__SECCIÓN DE TEXTO__:
La zancadilla
¡Qué hermosos eran los juegos infantiles! Incluso cuando alguien te ponía la zancadilla para que no llegases antes a la meta o al premio.
Podías hacerte un poco de daño, algún rasguño o un ligero hematoma. Todo se curaba con un poco de mercromina y ¡ya está!
Pero las heridas del espíritu, esas sí que perduran y no hay algodones para taparlas, no hay líquidos que las restañen.
A veces pienso que nací en otro mundo, lejos de la violencia y la podredumbre. No sé cómo se puede dormir tranquilo viendo las imágenes de niños que huyen, que buscan un lugar en el que poder soñar una vida digna. Una vez una niña pequeña me miró a los ojos y me dijo: “Es obligación de los mayores cuidarnos, pero lo más importante es que deben hacernos felices”.
A veces pienso que nací en otra galaxia. En un lugar con bosques de mazapán y azúcar, con hadas que sonríen a los niños, con duendes que pintan ríos de leche, con reyes bondadosos que aman a sus pueblos… Pero Jauja era solo un cuento.

__DATOS A EXAMINAR__:
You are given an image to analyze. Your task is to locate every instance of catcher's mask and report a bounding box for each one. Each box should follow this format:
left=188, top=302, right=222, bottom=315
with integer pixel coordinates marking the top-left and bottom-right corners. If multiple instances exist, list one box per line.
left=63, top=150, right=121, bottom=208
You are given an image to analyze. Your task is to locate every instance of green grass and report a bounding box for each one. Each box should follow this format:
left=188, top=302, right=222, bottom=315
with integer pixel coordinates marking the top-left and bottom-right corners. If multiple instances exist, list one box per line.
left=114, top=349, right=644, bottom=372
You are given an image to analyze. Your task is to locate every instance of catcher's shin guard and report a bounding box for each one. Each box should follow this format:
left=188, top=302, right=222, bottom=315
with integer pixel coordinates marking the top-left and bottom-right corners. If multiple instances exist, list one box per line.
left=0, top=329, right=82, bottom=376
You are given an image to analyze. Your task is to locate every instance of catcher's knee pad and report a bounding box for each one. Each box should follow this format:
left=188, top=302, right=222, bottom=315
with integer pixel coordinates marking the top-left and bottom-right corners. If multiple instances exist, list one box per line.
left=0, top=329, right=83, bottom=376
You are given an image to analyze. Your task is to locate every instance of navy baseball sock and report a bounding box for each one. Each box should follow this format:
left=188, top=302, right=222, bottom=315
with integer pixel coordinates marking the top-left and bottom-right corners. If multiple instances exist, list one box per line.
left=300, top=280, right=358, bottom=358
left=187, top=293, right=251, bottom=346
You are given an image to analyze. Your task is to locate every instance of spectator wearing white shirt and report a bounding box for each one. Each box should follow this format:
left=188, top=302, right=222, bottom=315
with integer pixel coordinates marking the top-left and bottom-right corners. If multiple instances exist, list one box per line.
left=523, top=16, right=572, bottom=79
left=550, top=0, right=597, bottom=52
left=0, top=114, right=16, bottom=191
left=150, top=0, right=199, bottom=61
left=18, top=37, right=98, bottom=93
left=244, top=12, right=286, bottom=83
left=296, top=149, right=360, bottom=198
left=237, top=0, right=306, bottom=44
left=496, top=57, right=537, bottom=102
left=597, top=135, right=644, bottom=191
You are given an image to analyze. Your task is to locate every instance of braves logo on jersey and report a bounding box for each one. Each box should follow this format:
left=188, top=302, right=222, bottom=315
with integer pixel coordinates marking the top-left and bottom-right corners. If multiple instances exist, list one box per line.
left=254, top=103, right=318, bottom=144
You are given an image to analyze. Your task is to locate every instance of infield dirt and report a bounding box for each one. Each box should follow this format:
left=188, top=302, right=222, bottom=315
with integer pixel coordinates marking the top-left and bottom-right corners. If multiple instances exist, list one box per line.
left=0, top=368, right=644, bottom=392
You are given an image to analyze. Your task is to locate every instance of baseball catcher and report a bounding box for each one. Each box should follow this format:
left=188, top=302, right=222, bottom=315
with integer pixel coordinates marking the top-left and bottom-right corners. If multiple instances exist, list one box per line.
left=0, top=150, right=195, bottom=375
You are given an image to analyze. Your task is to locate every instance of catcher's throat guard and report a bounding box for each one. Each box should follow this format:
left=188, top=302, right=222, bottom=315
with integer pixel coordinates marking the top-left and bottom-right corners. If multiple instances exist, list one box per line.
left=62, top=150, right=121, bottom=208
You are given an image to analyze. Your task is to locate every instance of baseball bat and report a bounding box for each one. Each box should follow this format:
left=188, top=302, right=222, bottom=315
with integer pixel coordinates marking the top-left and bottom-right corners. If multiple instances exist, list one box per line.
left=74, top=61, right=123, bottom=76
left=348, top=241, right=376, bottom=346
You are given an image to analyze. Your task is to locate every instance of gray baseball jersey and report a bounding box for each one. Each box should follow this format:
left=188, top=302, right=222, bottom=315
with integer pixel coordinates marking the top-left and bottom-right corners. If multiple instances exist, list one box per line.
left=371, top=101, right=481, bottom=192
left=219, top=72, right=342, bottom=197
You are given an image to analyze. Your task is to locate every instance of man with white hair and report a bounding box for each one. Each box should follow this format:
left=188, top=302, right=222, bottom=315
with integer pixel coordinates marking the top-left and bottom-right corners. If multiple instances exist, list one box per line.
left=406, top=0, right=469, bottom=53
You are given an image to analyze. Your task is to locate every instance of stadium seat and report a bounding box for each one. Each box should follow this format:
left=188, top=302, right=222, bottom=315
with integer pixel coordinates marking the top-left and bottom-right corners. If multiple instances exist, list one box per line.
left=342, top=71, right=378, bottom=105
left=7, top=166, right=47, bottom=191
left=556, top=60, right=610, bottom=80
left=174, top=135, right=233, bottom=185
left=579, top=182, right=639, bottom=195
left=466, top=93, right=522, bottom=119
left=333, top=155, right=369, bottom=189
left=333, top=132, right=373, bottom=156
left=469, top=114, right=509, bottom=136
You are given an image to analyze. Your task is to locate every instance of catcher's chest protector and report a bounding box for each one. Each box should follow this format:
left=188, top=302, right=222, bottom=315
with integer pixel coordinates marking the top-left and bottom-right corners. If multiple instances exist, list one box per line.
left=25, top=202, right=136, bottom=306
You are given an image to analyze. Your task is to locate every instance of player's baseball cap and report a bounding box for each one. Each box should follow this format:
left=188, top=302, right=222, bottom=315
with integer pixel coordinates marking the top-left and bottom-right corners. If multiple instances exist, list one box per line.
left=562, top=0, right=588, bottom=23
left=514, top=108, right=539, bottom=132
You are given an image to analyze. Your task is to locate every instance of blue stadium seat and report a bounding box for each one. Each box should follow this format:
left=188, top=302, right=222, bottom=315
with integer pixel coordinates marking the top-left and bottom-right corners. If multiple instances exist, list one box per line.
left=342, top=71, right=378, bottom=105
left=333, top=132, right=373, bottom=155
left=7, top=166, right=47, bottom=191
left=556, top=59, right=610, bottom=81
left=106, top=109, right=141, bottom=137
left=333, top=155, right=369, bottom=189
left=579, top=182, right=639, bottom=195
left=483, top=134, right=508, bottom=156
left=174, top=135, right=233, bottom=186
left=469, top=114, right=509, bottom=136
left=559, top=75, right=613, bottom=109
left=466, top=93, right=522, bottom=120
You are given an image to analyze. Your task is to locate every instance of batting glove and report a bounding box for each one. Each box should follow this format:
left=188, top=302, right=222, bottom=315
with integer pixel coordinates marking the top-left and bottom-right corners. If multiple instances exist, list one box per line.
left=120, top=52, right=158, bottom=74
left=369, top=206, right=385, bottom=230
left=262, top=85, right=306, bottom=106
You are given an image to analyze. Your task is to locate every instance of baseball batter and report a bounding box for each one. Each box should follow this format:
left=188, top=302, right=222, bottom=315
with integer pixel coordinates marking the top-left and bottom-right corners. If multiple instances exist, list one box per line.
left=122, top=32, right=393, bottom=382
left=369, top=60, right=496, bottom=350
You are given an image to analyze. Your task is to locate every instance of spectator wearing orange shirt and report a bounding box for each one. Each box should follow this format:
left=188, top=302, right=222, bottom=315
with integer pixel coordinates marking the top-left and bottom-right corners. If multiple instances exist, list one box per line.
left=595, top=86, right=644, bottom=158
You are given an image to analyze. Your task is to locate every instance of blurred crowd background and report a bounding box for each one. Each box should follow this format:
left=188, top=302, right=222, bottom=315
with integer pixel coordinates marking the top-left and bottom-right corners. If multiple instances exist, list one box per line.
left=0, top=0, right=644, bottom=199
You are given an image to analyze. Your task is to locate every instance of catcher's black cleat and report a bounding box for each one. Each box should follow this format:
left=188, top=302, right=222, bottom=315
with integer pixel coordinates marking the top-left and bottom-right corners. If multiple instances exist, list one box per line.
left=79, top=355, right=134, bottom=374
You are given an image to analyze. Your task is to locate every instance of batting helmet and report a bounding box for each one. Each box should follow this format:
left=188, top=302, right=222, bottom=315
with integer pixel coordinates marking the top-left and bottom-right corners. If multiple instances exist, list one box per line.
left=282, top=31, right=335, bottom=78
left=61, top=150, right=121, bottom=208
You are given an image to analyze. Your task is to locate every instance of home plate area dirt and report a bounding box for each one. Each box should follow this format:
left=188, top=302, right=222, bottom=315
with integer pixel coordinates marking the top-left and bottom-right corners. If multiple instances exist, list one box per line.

__TAREA PROPUESTA 1__: Indica si cada afirmación coincide con el texto «La zancadilla»: (a) las heridas del espíritu se curan con un poco de mercromina; (b) una niña pequeña dijo que lo más importante es que los mayores deben hacer felices a los niños; (c) Jauja se presenta como un lugar real. Responde sí o no a cada una y cita literalmente las palabras del texto que lo deciden.
__TAREA PROPUESTA 2__:
Contesta estas preguntas sobre el texto «La zancadilla», cada una en su línea y con la misma letra:
(a) ¿Con qué se curaba todo cuando uno se hacía daño en los juegos infantiles?
(b) ¿Qué buscan los niños que huyen?
(c) ¿De qué son los bosques del lugar de la otra galaxia?
__TAREA PROPUESTA 3__: Escribe una continuación del texto «La zancadilla» que empiece después de su última oración.
Los registros no hacen falta para resolver las tareas.

__RESULTADO OBTENIDO 1__:
(a) No: «Pero las heridas del espíritu, esas sí que perduran y no hay algodones para taparlas, no hay líquidos que las restañen».
(b) Sí: «Es obligación de los mayores cuidarnos, pero lo más importante es que deben hacernos felices».
(c) No: «Pero Jauja era solo un cuento».

__RESULTADO OBTENIDO 2__:
(a) Con un poco de mercromina.
(b) Un lugar en el que poder soñar una vida digna.
(c) De mazapán y azúcar.

__RESULTADO OBTENIDO 3__:
A veces me avergüenzo de la humanidad. Me da miedo la vorágine que enloquece hasta cometer desmanes contra el mismo ser humano. Se agolpan los gritos en la garganta y no sé a quién debo gritar: “¿Qué hemos hecho?”
Quizá solo hemos aprendido a ponernos zancadillas. Cuando el miedo nos hace imbéciles, o cuando los imbéciles se creen los dueños del mundo recurrimos a la zancadilla, cuando no sabemos qué pensar es mejor que atacar, cuando no pensamos que la palabra es más útil que la bala, cuando nos hemos despojado de lo humano, dejando libre el animal salvaje… ponemos la zancadilla.
Por cierto, si mi humilde opinión sirviese de algo, yo propondría para premio Nobel de la paz a alguno de esos niños que corren en busca de la vida y una zancadilla ha derribado.